## Written task
Please list each line below that contains the word "water".

## Provided information

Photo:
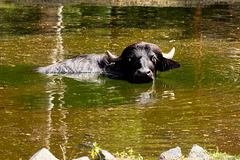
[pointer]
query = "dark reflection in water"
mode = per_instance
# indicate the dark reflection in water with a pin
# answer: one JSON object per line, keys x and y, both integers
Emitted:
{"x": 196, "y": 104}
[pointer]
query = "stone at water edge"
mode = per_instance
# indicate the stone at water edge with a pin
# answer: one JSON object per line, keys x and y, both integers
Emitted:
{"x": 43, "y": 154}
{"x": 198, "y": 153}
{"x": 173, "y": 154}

* * *

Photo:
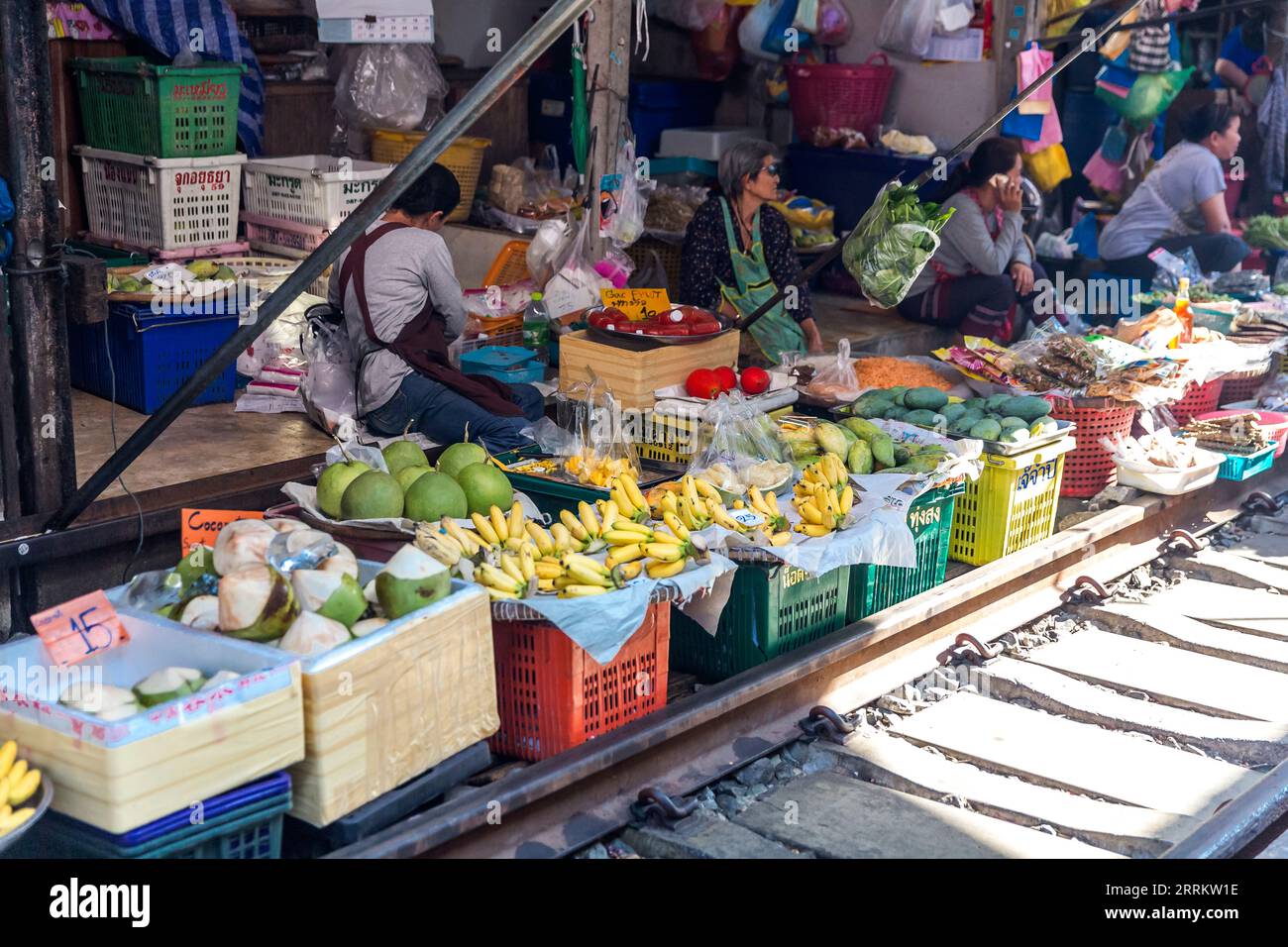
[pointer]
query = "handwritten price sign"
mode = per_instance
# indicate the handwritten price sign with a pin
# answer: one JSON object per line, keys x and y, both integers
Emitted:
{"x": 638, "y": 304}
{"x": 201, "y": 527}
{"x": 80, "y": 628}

---

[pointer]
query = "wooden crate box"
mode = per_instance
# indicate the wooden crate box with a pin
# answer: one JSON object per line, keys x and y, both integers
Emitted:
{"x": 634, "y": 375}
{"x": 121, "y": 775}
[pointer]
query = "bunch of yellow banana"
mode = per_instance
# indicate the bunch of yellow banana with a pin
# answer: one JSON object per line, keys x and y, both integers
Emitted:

## Exercise solution
query = "dark reflection in water"
# indicate the dark reflection in water with a pin
query = "stone at water edge"
# indicate the stone at water edge with a pin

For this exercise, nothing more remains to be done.